Data below:
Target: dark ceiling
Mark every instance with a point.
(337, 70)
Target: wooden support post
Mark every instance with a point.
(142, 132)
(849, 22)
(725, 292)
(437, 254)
End of Data.
Goal of the exercise: Write out the whole listing again. Match it word for word.

Solution:
Target: dark ceiling
Mark every instance with a point.
(337, 70)
Target: wooden support post
Mark every instance with a point.
(142, 132)
(849, 22)
(725, 292)
(437, 254)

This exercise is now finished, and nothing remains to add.